**Exercise description**
Copy out every line of the listing below verbatim, leaving each character unchanged.

**Source data**
++++++++

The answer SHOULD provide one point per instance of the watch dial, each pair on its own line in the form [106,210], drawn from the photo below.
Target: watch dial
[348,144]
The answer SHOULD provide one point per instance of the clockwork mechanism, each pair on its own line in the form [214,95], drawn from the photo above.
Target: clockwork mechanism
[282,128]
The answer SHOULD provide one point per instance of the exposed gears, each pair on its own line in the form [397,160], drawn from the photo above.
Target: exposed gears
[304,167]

++++++++

**Result of the exercise**
The answer SHOULD provide one point per instance of the watch dial, each pair on its own line in the form [106,210], drawn from the photo below.
Target: watch dial
[348,144]
The answer SHOULD provide one point per instance of the clockwork mechanism, each pair on its own line in the form [214,95], drawn from the photo above.
Target: clockwork mechanism
[282,128]
The answer SHOULD provide one point per instance of the exposed gears, each pair on its own line in the form [397,160], drawn from the photo above.
Target: exposed gears
[304,167]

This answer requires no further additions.